- Input for this task -

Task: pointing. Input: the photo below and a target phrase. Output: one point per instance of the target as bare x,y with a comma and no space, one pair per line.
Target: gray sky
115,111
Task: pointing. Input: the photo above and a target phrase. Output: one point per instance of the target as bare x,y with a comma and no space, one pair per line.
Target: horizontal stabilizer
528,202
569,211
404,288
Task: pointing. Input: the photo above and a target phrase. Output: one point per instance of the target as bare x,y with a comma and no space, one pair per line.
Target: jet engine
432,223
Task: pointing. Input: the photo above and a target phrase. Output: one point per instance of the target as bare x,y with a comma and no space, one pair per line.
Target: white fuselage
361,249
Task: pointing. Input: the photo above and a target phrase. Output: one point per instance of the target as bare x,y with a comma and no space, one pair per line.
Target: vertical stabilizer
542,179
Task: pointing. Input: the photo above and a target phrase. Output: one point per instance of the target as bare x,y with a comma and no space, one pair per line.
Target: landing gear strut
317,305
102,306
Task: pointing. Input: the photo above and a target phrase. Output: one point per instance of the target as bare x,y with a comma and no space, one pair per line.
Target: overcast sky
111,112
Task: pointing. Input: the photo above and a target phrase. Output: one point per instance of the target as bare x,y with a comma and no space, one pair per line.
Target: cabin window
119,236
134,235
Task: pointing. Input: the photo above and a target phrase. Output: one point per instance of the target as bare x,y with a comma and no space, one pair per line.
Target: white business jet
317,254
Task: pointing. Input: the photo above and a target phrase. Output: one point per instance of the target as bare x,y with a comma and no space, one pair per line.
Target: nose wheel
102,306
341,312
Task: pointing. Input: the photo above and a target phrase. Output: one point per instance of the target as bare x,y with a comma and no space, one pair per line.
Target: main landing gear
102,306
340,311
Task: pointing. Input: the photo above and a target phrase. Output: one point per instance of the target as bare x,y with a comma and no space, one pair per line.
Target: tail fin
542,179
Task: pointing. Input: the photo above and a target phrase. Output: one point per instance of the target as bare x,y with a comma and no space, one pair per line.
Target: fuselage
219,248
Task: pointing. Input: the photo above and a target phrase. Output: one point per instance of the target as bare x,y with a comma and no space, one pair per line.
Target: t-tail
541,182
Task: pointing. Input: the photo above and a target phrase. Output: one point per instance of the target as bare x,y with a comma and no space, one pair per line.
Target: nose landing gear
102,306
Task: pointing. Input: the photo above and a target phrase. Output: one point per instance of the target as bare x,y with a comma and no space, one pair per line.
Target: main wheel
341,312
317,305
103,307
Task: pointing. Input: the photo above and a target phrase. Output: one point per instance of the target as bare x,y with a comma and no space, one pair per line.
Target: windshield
...
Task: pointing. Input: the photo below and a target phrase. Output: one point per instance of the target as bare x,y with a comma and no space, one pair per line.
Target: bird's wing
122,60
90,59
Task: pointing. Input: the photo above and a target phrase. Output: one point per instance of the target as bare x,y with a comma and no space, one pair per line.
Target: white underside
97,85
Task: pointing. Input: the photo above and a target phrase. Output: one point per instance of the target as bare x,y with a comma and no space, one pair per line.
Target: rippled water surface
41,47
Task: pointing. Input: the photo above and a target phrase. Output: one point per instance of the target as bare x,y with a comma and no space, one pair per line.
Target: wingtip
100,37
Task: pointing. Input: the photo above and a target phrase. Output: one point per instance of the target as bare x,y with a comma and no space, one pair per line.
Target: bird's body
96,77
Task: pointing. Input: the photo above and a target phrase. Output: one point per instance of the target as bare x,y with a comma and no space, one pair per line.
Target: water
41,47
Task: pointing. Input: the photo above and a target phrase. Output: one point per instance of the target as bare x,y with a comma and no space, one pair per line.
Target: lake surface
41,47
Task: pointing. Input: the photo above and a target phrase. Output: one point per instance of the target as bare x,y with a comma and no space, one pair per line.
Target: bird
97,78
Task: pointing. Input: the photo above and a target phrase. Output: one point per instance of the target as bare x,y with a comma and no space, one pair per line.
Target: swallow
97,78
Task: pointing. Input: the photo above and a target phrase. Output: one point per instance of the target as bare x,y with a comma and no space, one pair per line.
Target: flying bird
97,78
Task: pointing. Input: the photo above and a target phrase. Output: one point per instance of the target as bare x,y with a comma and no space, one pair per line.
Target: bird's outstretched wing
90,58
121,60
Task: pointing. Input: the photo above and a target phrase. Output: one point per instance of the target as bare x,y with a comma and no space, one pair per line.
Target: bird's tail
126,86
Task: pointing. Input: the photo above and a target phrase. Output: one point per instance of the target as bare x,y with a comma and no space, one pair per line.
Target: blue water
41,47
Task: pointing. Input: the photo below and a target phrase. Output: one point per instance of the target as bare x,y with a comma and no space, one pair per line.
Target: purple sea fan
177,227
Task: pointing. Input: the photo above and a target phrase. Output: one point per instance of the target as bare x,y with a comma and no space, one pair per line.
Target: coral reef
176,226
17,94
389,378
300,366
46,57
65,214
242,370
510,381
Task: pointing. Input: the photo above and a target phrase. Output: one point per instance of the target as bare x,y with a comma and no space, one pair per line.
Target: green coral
==
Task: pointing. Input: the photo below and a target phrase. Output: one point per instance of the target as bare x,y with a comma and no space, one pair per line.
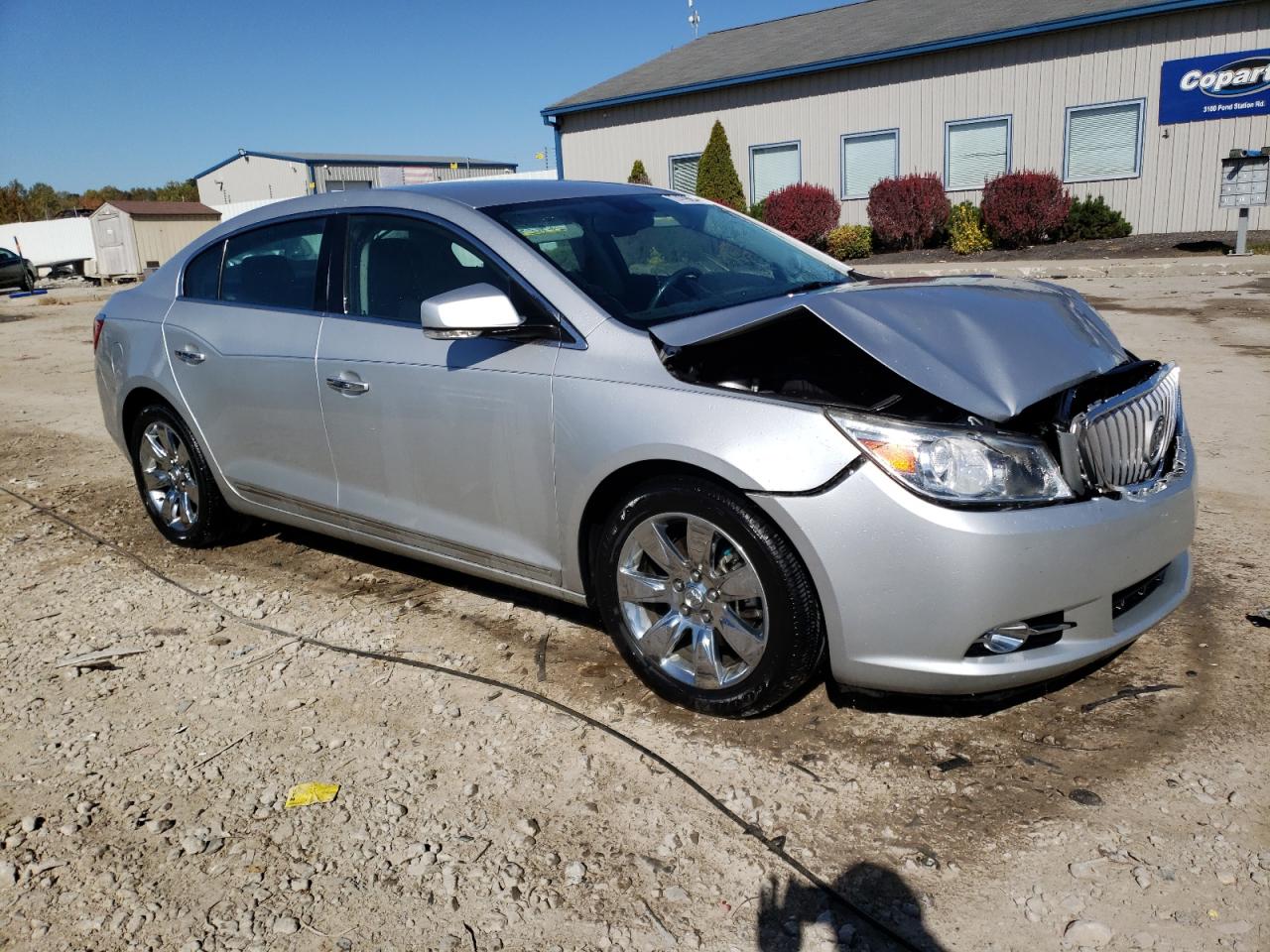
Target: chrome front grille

- Task description -
Only the lines above from the one with "Target: coral reef" through the one with "Target: green coral" should be duplicated, character for character.

- Written response -
Target: coral reef
176,226
17,94
389,378
300,366
46,57
65,214
242,370
510,381
Task: pointing. Input: the photo above and a target phrase. Output: one point per instance of the target as bare x,y with a comma and no space, one pair per line.
Target: green coral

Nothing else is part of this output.